(Your objective)
Each line of the data below goes into the copy exactly; pictures do not.

(Input material)
= Beginning of Section =
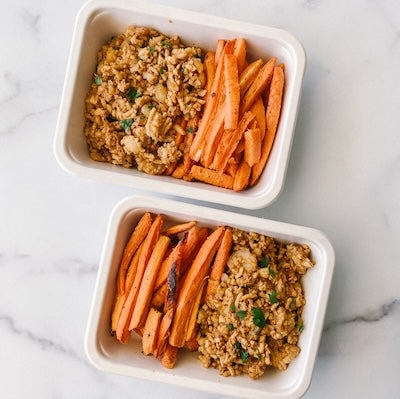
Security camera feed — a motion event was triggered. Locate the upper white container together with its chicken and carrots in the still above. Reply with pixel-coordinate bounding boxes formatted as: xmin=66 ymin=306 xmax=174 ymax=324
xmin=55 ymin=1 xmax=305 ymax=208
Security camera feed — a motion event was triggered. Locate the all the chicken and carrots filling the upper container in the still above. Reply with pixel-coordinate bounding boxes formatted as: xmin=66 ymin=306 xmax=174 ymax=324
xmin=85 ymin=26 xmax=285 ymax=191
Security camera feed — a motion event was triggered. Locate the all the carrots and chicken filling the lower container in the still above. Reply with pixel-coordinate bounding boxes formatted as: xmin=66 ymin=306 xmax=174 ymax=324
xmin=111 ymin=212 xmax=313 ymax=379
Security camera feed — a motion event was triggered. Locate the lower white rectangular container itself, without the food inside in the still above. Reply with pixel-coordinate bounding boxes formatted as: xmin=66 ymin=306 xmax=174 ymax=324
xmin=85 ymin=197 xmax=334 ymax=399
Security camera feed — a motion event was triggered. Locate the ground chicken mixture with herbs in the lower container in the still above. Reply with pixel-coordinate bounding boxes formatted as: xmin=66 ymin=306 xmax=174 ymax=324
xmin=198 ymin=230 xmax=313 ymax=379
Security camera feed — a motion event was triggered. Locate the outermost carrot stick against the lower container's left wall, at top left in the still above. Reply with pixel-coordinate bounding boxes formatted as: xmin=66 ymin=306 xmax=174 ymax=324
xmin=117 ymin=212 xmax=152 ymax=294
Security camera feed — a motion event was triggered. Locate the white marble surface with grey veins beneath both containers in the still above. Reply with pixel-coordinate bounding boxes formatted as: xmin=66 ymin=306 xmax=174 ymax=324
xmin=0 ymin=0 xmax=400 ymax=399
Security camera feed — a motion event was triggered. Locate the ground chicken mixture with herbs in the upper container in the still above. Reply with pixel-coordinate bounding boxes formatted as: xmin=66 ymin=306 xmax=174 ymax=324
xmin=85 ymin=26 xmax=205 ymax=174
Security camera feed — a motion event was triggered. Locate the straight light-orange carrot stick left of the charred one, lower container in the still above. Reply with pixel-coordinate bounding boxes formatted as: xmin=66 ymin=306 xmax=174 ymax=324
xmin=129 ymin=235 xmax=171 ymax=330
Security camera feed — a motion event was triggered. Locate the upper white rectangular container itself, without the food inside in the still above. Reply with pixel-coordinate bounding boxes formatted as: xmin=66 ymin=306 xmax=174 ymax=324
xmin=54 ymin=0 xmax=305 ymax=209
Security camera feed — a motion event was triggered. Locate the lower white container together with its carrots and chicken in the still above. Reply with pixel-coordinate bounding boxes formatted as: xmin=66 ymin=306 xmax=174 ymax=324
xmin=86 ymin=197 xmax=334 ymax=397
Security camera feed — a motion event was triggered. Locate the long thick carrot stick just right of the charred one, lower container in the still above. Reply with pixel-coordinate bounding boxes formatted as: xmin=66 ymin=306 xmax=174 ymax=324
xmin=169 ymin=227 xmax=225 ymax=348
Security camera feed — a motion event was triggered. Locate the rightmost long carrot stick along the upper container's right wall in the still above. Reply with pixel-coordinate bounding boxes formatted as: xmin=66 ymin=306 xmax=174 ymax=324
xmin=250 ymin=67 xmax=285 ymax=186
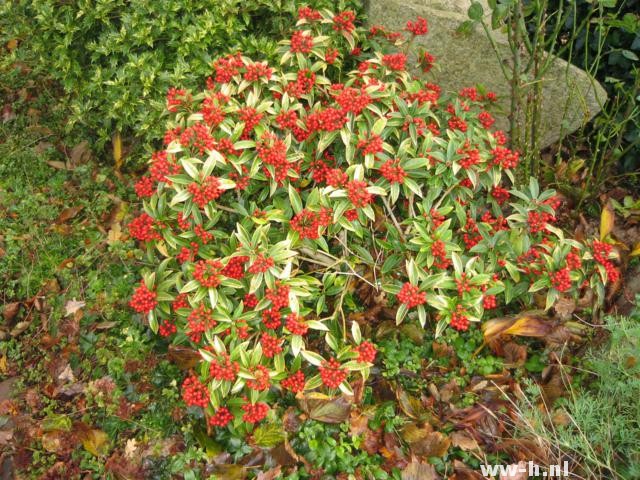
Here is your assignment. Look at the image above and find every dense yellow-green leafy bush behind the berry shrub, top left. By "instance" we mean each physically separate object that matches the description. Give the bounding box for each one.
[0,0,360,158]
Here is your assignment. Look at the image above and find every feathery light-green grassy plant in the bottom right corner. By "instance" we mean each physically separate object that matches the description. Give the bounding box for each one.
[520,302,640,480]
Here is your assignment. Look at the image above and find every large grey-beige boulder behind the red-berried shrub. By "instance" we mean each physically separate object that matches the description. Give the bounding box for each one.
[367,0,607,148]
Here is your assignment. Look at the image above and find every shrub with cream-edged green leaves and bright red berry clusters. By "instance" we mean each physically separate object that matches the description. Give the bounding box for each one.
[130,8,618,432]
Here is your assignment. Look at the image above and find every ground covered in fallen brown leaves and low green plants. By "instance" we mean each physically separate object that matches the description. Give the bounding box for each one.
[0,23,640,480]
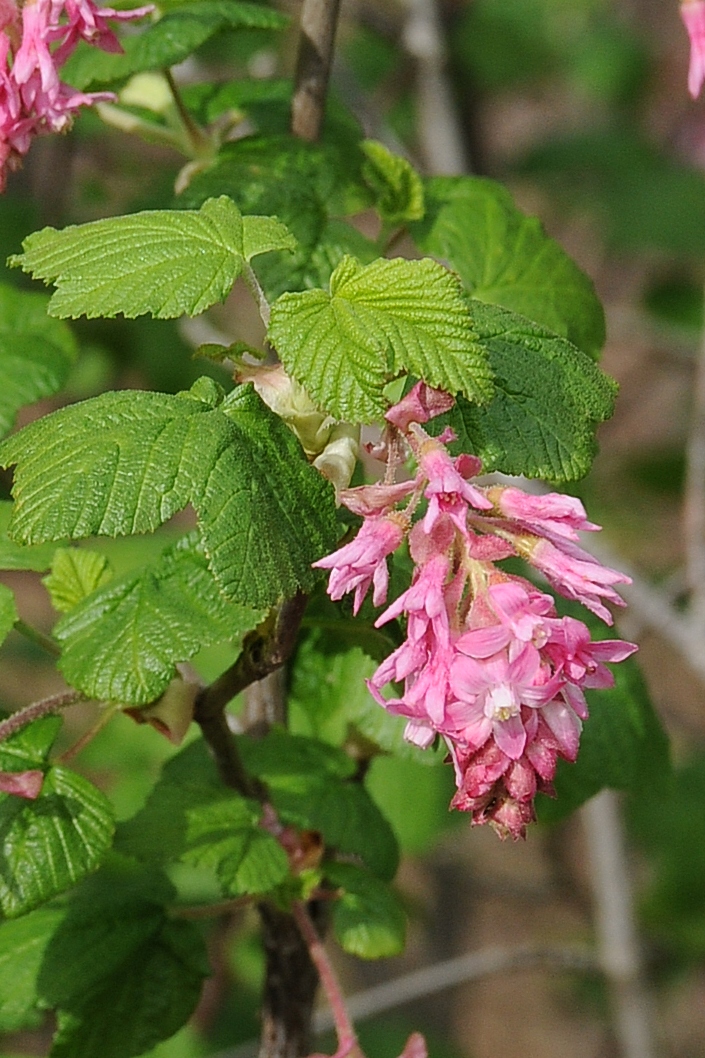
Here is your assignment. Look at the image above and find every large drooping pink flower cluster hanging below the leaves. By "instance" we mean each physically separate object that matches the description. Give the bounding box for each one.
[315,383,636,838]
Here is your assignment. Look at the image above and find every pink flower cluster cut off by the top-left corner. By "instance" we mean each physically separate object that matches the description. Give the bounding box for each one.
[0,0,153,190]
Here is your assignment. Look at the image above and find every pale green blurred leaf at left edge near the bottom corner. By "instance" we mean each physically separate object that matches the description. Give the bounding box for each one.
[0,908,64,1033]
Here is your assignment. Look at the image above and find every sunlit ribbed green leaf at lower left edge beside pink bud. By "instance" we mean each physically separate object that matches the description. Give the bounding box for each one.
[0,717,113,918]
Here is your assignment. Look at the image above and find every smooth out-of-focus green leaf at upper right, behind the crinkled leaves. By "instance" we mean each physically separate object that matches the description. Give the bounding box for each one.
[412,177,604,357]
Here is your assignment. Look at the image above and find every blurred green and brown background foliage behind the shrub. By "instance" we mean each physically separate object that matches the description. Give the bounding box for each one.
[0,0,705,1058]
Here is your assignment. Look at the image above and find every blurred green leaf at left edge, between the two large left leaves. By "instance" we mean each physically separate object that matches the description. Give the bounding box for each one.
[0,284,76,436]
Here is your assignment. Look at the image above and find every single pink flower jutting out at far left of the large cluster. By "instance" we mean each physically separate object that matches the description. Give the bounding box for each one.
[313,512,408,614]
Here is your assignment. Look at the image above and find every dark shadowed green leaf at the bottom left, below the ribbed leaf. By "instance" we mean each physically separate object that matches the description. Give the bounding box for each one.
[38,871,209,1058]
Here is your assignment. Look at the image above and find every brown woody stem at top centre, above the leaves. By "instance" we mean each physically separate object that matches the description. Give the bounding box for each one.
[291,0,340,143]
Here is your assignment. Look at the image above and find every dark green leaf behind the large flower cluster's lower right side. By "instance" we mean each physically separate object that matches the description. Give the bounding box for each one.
= End of Section =
(Exercise output)
Security camera feed — a motion event was triggered. Locate the upper white container together with its chicken and carrots in the still above. Reply with pixel-coordinate bounding boxes formatted as: xmin=66 ymin=306 xmax=174 ymax=324
xmin=55 ymin=1 xmax=305 ymax=208
Security camera feed — a motion event was triggered. Locate the all the chicken and carrots filling the upper container in the still above. Reply with pixel-coordinate bounding boxes formatted as: xmin=66 ymin=306 xmax=174 ymax=324
xmin=85 ymin=26 xmax=285 ymax=191
Security camera feed — a motion event was triggered. Locate the all the carrots and chicken filling the lower container in the still above. Reply with pixel-coordinate bounding boxes formatted as: xmin=66 ymin=306 xmax=174 ymax=324
xmin=111 ymin=212 xmax=313 ymax=379
Security camera feed — a motion event was triggered. Locate the lower white rectangular container itself, without the food inside in the still above. Reply with pixel-coordinate bounding boxes formatted as: xmin=66 ymin=306 xmax=174 ymax=324
xmin=85 ymin=197 xmax=334 ymax=399
Security camera feed — a motion event was triggered. Locate the ground chicken mixture with herbs in the lower container in the still above. Reply with pixel-coordinate bounding boxes formatted as: xmin=66 ymin=306 xmax=174 ymax=324
xmin=198 ymin=230 xmax=313 ymax=379
Security camera feed — a motion event was triggered. Locate the outermost carrot stick against the lower container's left wall, at top left in the still above. Reply with pixel-coordinate bounding boxes formatted as: xmin=66 ymin=306 xmax=174 ymax=324
xmin=117 ymin=212 xmax=152 ymax=294
Security camera feed — a motion event was triggered. Locate the white marble surface with grey veins beneath both containers in the still above. Reply with pixel-coordinate bounding boxes formatted as: xmin=66 ymin=306 xmax=174 ymax=324
xmin=0 ymin=0 xmax=400 ymax=399
Security camera feed — a motion event was triggered. Locate the ground chicken mixture with herbs in the upper container in the still above. Reply with pixel-coordinate bounding boxes formatted as: xmin=66 ymin=306 xmax=174 ymax=324
xmin=85 ymin=26 xmax=205 ymax=174
Security camera feed — a motion event was triggered. Locate the straight light-orange carrot stick left of the charred one, lower container in the still above. Reply with pixel-coordinate bounding boxes formatted as: xmin=66 ymin=306 xmax=174 ymax=324
xmin=129 ymin=235 xmax=171 ymax=330
Security camera feed — a motion event was triggered. Locate the upper white rectangular container itself, without the food inside in the still above. Reply with pixel-coordinate bounding boxes formatted as: xmin=66 ymin=306 xmax=174 ymax=324
xmin=54 ymin=0 xmax=305 ymax=209
Security camera feed — a motion event was triggered. Locate the lower white container together with its carrots and chicken in the still above. Reply with pixel-coordinate bounding boxes formatted as: xmin=66 ymin=306 xmax=174 ymax=324
xmin=86 ymin=197 xmax=334 ymax=397
Security camera feed — a motion event was triggered. Locate the long thick carrot stick just right of the charred one, lower container in the still above. Reply with pixel-coordinate bounding boxes formatted as: xmin=66 ymin=306 xmax=174 ymax=324
xmin=169 ymin=227 xmax=225 ymax=348
Security camera feed — a motion event was triggered. Locate the rightmost long carrot stick along the upper container's right wall in the still above. Reply with pixel-coordinate bounding boxes formatted as: xmin=66 ymin=306 xmax=174 ymax=324
xmin=250 ymin=67 xmax=285 ymax=186
Here is your assignment. Look at the image above and find every dense yellow-green leafy bush behind the berry shrub, top left. By "instance" we mean each physically separate object that matches the description. Give the bounding box for each one.
[0,0,360,158]
Here is your assignment. Look at the image above and find every feathery light-green grassy plant in the bottom right corner. By "instance" we mean each physically separate object that matches the description. Give the bounding box for each one.
[520,302,640,480]
Here is your assignment. Look at the image above and find every large grey-beige boulder behind the red-berried shrub. By "instance" we mean each physically separate object that matches the description. Give the bounding box for each one.
[367,0,607,148]
Here is your assignment. Look at the image above and find every shrub with cream-edged green leaves and bright red berry clusters. By "instance" we mean each physically separate object that matches the description. Give the bounding box for each one.
[130,8,618,432]
Here is your assignment. Look at the image above and find every ground covered in fallen brown leaves and low green plants. By "instance" we mean each physically separate object that matches the description. Give the bounding box for each one.
[0,23,640,480]
Here is your assignment. Look at the image above and find every large drooping pink flower cluster hanging below the leaves. By "instance" we mean each physically separate object that matches the description. Give the bounding box for each one.
[315,383,636,838]
Here is your assignment. Look at the image above and find every pink flower cluster cut off by the top-left corner. By "instance" we mean each physically separate object that matches the description. Give the bounding box for each one.
[0,0,153,190]
Here is your assignment. Look at the image above and find every pale green blurred leaf at left edge near the bottom corner. By "instance" we mean each physically separate object that matches the description. Give the bounding box for each one.
[0,908,64,1033]
Here is your assignment. Look at the image above and find every sunlit ribbed green leaf at lower left edge beside pink bud. By "instance" we mean each physically separate object that matches the description. Give the bounding box for each one.
[0,717,113,918]
Here is your assignment. Look at the image above and find every smooth out-of-focus green leaf at upper right, behind the crinkled leaves. By "instance" we mean each physically separate object that matches the description. Give the bounding box for each one.
[412,177,604,357]
Here is your assignment. Look at the image above and find every blurred green and brown background foliage behind the shrub. By "instance" we mean each physically separate object that matches the description. Give the bounding box for each one.
[0,0,705,1058]
Here is your assignment. Look at the image above and find every blurred green leaf at left edge, between the two large left leaves. By "instance" we mean each physically separate object that matches the description. Give the bounding box for each one.
[0,284,76,436]
Here is your assignment. Look at the image above and find every single pink flower jutting out at far left of the large cluster. By "instance" we mean each physically separate object that matches the description. Give the bounding box for each one.
[313,512,408,614]
Here is your assignment. Look at the image above and find every dark shadowed green leaf at the bottom left, below the ribbed leaf. By "instance" we mean each physically separate object that matches the description. Give the bounding box for each one.
[38,871,209,1058]
Here is your assignment. Look at the image above and find every brown woody stem at top centre, above the leaves. By "instance" we mean each physically separate object that matches the description. Give the bounding box for each one.
[291,0,340,143]
Here is your assignment. Look at the image above and find every dark green leaf behind the large flower cluster's lower right side. By "instance" we mean each physically separate object that matches the description. Give the bounding box for each one.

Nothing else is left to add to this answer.